◆ JOBS:
- a) Output the stretch of the biometrics passage from "IT'S THE SHOWROOM" through "tap a keyboard.", copied word for word.
- b) Pick out every line of the listing that contains the word "blurred" and copy each one unchanged.

IT'S THE SHOWROOM of
the International Biometric Group, a research and
consulting firm, with rows of exotic hardware that read
everything from fingerprints and voice patterns to the
shape of your face and the way you tap a keyboard.
Somewhere among these is probably the device that, in a
few years, will identify every citizen of the United
States and anyone else in the world who wishes to enter
the country. "There are very few technologies that
undergo an overnight change," says Raj Nanavati, one
of IBG's co-founders. "But that's what happened to
biometrics after September 11."
Specifically what happened
was Federal legislation: the Patriot Act, the Enhanced
Border & Visa Entry Reform Act, and the Aviation
& Transportation Security Act, all of which mandate
some kind of biometric identifier to enhance public
safety. The Visa Entry Reform, for example, not only
requires biometric identifiers on every visa by 2004,
but also on the passports of other countries from which
the US doesn't require a visa. That by itself creates
the need to identify several hundred million visitors a
year. Add legislative mandates for things like a "trusted
traveler" identification system and biometric access
control for all airport employees—plus vastly
heightened security concern in the private sector—and
biometrics looks like a business ready to explode.

◆ MATERIALS PROVIDED:
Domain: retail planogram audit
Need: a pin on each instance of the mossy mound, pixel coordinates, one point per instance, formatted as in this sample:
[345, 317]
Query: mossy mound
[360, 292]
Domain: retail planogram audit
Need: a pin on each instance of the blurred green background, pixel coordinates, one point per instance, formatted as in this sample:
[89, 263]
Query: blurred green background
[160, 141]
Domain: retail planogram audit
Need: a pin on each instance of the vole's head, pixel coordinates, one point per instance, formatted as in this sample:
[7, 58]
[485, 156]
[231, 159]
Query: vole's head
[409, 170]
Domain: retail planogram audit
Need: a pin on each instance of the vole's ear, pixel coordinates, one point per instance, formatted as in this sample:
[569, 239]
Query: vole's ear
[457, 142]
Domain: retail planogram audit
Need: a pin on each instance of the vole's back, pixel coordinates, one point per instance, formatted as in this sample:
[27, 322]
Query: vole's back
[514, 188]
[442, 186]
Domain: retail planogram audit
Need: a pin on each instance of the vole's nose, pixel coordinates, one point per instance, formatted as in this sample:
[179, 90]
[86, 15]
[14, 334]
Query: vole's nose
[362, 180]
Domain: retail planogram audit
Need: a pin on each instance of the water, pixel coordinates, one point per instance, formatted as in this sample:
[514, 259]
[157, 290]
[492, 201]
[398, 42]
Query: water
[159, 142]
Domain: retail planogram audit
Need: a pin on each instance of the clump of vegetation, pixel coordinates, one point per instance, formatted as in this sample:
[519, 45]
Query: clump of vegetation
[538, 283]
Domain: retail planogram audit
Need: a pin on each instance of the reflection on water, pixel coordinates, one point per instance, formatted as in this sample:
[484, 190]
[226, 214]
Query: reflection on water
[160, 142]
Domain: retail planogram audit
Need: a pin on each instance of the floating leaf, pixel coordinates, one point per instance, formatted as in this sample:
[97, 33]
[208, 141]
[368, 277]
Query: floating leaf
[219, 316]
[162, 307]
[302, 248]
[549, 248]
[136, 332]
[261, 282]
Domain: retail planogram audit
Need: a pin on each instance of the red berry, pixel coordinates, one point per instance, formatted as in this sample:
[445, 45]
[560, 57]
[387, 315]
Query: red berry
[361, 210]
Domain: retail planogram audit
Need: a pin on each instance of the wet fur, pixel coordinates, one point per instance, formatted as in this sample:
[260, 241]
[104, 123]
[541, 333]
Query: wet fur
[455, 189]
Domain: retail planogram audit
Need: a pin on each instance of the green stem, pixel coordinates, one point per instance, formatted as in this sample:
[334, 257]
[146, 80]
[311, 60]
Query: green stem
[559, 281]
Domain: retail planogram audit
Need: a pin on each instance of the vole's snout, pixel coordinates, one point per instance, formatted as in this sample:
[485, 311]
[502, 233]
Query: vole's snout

◆ ANSWERS PROVIDED:
- a)
IT'S THE SHOWROOM of
the International Biometric Group, a research and
consulting firm, with rows of exotic hardware that read
everything from fingerprints and voice patterns to the
shape of your face and the way you tap a keyboard.

- b)
Need: a pin on each instance of the blurred green background, pixel coordinates, one point per instance, formatted as in this sample:
Query: blurred green background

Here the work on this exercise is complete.